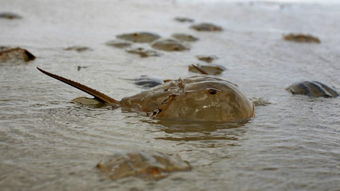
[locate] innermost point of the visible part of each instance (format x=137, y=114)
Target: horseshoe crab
x=15, y=55
x=146, y=165
x=197, y=98
x=312, y=89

▶ WORK TO DO
Leave out the pictures and transcribe the entries above exactly.

▶ FULL ANSWER
[locate] innermost point of the visible part of each instance (format x=137, y=114)
Target: horseshoe crab
x=15, y=55
x=146, y=165
x=197, y=98
x=312, y=89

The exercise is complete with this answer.